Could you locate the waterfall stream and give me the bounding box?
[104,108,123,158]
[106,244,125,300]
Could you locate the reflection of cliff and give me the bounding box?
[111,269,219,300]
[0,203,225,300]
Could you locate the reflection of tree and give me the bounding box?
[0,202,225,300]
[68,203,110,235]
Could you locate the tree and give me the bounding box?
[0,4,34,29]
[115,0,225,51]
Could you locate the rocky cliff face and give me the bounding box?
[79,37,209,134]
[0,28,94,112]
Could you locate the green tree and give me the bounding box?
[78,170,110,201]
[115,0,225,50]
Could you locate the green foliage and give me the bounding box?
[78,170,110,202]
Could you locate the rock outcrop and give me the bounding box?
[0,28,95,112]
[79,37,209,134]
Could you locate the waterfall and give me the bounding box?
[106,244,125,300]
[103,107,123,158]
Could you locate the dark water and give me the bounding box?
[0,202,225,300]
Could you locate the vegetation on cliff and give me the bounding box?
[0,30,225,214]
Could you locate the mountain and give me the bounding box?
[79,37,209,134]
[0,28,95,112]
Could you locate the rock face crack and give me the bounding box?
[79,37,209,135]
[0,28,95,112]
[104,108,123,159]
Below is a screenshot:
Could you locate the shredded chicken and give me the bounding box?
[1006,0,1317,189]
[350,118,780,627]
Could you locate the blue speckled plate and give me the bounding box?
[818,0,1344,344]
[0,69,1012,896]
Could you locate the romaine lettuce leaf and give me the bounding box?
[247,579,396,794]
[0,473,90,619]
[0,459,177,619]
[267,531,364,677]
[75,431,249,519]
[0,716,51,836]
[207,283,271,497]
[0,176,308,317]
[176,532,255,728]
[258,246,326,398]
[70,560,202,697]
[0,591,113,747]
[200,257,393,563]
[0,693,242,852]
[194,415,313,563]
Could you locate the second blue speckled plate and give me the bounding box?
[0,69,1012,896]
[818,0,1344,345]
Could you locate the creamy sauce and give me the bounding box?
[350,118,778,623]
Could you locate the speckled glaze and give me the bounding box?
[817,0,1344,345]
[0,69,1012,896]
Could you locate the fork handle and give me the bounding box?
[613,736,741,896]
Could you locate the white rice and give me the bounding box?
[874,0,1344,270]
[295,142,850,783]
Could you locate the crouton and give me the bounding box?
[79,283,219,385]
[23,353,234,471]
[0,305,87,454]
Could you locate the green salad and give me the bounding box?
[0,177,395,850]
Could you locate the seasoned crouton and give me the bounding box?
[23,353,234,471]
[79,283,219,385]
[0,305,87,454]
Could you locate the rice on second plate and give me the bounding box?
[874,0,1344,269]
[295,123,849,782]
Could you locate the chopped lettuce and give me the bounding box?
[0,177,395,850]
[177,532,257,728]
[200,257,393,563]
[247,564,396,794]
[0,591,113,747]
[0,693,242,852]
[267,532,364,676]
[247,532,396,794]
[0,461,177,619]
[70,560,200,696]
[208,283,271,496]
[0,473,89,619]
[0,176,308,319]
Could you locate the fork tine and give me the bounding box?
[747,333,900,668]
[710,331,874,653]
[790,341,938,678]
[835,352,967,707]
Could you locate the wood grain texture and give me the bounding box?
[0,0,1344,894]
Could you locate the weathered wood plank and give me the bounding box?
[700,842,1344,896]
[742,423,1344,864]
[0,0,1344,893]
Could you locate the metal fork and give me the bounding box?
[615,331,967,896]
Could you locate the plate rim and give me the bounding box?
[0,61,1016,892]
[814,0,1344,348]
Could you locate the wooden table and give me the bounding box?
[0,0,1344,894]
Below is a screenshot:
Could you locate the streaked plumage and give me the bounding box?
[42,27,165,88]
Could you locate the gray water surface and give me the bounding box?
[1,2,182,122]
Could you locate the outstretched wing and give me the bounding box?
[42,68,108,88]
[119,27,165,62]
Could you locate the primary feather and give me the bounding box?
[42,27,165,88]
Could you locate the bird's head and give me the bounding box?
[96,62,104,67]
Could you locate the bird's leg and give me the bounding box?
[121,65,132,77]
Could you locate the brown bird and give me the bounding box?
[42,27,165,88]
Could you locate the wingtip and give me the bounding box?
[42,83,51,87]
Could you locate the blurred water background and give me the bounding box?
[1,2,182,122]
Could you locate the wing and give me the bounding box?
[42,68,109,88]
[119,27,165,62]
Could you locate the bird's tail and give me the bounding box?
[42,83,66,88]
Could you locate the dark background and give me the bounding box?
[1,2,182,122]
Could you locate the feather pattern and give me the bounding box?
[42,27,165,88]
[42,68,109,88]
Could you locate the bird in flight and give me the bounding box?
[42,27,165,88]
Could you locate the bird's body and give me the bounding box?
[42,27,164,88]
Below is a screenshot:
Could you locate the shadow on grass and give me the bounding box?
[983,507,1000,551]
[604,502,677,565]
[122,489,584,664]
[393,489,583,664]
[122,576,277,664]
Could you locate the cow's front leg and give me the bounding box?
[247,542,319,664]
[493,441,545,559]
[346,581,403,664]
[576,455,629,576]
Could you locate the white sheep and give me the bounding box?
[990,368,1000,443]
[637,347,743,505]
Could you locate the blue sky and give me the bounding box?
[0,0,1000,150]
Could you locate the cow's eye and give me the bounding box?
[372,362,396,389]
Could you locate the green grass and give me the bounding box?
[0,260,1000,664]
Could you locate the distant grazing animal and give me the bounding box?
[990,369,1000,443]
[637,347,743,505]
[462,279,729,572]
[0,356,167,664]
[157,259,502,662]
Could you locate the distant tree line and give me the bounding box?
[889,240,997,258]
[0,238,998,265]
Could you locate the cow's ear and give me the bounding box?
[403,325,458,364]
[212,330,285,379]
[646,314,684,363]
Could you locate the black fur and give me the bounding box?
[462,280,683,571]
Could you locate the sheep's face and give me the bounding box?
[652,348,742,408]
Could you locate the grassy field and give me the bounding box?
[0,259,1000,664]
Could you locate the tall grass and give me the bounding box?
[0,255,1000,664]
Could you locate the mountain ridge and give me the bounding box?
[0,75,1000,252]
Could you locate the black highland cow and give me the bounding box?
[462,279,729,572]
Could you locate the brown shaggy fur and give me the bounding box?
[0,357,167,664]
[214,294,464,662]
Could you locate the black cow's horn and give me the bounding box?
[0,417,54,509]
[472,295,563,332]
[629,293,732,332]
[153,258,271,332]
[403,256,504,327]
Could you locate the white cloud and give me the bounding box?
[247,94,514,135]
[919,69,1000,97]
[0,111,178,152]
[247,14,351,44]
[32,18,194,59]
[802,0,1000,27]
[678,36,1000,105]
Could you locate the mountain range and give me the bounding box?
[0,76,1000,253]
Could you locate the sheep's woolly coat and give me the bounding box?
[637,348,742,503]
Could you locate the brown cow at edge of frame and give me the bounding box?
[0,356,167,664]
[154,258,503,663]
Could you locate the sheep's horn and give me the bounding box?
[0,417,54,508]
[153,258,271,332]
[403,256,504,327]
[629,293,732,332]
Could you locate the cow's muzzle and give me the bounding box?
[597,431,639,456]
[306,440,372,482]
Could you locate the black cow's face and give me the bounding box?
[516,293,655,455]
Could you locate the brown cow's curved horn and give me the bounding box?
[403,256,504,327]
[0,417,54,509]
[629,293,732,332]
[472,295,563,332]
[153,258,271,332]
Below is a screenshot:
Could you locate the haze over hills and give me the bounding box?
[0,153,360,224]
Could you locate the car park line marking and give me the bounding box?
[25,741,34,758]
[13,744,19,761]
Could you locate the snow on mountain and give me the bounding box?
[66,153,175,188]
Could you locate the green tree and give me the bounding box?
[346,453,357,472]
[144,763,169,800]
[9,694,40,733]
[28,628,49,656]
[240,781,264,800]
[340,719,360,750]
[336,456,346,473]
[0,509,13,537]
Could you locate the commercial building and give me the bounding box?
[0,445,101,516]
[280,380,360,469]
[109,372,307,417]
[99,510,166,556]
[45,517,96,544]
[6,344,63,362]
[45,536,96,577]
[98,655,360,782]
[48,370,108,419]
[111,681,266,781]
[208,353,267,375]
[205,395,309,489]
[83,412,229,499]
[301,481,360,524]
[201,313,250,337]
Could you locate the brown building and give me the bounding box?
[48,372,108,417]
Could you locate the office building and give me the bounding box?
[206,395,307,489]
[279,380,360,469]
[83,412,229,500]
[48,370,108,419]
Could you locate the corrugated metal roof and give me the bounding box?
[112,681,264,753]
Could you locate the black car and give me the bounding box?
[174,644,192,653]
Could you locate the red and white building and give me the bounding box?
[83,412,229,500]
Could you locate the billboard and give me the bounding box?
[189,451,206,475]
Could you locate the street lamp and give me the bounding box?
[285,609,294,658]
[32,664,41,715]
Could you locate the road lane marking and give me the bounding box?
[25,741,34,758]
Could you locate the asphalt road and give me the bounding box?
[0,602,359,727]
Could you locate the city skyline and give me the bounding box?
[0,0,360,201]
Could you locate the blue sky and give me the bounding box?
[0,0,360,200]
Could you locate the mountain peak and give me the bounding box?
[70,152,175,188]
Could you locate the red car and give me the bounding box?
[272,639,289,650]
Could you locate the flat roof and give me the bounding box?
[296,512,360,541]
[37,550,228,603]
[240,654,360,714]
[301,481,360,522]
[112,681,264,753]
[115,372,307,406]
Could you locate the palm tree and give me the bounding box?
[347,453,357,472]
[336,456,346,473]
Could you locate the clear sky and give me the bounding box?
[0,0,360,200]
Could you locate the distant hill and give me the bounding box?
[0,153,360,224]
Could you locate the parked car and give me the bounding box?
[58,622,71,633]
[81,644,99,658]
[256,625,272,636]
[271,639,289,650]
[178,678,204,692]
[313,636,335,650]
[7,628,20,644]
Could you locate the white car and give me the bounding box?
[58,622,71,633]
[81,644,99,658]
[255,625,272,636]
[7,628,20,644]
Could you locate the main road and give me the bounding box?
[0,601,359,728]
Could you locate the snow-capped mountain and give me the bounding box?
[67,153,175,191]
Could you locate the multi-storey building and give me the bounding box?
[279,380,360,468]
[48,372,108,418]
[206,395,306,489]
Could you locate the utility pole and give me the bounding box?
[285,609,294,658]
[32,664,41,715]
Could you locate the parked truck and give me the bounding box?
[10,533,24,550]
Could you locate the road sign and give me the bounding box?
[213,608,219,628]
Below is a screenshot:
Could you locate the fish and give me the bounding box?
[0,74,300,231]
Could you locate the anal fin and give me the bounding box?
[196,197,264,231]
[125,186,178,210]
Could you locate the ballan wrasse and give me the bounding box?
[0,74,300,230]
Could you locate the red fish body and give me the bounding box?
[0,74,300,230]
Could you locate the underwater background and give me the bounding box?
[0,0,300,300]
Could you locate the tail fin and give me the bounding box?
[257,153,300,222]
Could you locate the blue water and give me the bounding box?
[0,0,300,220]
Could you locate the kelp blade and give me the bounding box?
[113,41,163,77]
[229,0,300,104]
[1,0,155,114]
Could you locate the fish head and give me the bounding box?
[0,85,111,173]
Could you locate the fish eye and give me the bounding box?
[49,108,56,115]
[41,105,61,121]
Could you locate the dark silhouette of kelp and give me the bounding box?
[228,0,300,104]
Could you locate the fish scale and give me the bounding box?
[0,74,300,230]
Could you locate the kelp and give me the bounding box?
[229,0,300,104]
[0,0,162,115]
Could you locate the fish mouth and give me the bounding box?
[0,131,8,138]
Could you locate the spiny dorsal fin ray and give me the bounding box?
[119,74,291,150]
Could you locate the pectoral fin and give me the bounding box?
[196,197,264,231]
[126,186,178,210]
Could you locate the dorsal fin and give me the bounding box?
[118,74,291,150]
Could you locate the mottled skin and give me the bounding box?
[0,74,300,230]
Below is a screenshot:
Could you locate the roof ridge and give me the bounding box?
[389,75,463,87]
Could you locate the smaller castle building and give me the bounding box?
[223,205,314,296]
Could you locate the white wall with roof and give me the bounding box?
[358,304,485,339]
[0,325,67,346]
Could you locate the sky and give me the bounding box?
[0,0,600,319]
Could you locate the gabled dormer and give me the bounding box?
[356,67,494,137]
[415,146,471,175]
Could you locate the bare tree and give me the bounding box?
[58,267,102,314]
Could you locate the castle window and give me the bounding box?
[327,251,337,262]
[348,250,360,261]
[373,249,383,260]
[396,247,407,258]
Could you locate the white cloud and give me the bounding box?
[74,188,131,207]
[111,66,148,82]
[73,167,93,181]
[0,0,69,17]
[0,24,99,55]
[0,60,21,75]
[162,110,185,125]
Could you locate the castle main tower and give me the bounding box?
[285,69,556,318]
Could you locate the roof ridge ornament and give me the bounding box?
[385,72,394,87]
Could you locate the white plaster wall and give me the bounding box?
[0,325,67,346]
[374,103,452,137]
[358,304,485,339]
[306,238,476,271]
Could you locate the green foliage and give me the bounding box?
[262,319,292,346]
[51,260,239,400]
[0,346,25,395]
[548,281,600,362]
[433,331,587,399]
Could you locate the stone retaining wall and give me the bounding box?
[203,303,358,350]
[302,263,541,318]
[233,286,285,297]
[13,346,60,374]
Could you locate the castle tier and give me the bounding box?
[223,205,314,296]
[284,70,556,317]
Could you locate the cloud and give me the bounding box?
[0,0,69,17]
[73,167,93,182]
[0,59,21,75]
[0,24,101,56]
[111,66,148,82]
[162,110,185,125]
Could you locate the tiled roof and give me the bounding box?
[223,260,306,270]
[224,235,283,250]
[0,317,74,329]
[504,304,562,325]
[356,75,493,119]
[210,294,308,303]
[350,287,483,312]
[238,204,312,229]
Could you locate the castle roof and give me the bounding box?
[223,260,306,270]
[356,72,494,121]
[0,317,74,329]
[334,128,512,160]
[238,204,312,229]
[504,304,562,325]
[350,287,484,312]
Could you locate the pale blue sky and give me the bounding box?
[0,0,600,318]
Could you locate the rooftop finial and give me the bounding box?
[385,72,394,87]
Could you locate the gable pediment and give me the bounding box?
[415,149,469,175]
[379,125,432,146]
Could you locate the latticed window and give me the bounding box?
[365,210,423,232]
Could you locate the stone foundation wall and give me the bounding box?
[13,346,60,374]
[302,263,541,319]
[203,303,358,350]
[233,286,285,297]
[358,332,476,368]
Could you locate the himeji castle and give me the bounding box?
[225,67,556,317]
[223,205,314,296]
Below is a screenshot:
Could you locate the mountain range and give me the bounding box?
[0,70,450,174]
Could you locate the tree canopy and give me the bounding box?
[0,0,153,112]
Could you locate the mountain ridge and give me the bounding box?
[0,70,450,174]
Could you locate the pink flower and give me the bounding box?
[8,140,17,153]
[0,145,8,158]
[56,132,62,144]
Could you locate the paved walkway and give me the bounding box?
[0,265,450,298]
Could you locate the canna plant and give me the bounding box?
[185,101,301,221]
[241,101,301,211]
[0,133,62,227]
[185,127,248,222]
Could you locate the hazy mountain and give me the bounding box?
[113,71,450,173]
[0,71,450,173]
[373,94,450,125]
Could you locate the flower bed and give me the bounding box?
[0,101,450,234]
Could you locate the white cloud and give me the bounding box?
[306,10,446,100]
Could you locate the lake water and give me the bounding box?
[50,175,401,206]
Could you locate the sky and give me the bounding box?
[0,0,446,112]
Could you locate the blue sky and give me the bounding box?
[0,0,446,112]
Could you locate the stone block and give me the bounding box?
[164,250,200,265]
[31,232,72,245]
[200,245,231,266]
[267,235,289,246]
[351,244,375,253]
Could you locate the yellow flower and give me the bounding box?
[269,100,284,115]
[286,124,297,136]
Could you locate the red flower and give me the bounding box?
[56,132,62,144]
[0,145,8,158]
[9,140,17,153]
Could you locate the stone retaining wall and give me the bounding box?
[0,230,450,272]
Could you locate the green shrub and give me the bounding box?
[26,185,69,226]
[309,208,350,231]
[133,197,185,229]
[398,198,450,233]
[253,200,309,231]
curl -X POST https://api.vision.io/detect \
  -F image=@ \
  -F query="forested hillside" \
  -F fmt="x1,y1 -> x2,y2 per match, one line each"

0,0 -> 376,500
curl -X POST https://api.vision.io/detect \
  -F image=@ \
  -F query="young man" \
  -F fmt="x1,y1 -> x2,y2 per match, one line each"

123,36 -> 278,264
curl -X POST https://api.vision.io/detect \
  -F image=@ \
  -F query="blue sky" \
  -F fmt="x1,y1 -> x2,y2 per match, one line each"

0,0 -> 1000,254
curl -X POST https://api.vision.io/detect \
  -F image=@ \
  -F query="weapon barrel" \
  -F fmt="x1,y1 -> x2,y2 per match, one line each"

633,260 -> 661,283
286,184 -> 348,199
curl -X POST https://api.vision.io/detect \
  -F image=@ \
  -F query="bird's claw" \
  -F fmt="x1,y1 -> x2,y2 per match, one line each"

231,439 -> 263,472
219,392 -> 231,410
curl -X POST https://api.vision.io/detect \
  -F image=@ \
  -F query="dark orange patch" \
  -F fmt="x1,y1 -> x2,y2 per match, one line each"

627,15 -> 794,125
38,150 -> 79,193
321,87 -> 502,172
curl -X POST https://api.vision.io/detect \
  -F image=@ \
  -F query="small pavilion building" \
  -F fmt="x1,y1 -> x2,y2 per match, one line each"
◆ ◆ ◆ ◆ ◆ ◆ ◆
Write out everything from the line containing "Could you locate the castle roof" down to the line containing "[351,244,375,253]" as a numbered list, with any blank lines dropped.

1. Could you locate the castle roof and give me the bounding box?
2. [223,260,306,270]
3. [356,72,494,121]
4. [0,317,74,329]
5. [334,128,512,160]
6. [238,204,312,229]
7. [504,304,562,325]
8. [350,287,484,312]
9. Could you locate the pale blue sky and give me the bounding box?
10. [0,0,600,318]
11. Could you locate the rooftop finial and give me the bounding box?
12. [385,72,394,87]
13. Could you locate the gable pediment and give me the bounding box?
14. [415,149,469,175]
15. [379,125,432,146]
16. Could you locate the latticed window and give me the bounding box?
17. [365,210,423,232]
18. Could you locate the stone foundation wall and give me the bounding box?
19. [13,346,60,374]
20. [302,263,541,319]
21. [203,303,358,350]
22. [233,286,285,297]
23. [358,332,476,368]
24. Could you locate the himeji castle and give me the bounding box?
25. [225,67,556,317]
26. [223,205,314,296]
27. Below is a screenshot:
28. Could you locate the mountain range and give me the bounding box?
29. [0,70,450,174]
30. Could you locate the tree canopy and give me the bounding box?
31. [0,0,153,112]
32. Could you locate the mountain ridge and give me the bounding box?
33. [0,70,450,174]
34. Could you locate the pink flower and give me the bounding box?
35. [8,140,17,153]
36. [0,145,8,158]
37. [56,132,62,144]
38. Could you locate the paved walkway and give me the bounding box?
39. [0,265,450,298]
40. Could you locate the canna plant and give me the bounding box?
41. [185,101,301,221]
42. [241,101,301,211]
43. [0,133,62,227]
44. [185,127,248,222]
45. Could you locate the hazy mountain and give me the bounding box?
46. [113,71,450,173]
47. [0,71,450,173]
48. [373,94,450,125]
49. Could you locate the flower bed and give me the bounding box?
50. [0,101,450,234]
51. Could you locate the white cloud and give me the bounding box?
52. [306,10,446,100]
53. Could you locate the lake water and give me the bounding box?
54. [50,175,401,206]
55. Could you locate the sky and give me the bounding box?
56. [0,0,446,112]
57. Could you locate the blue sky and give me the bounding box?
58. [0,0,446,112]
59. Could you locate the stone block and give me the bounding box?
60. [164,250,200,265]
61. [31,232,72,245]
62. [200,245,231,266]
63. [267,235,289,246]
64. [351,244,375,253]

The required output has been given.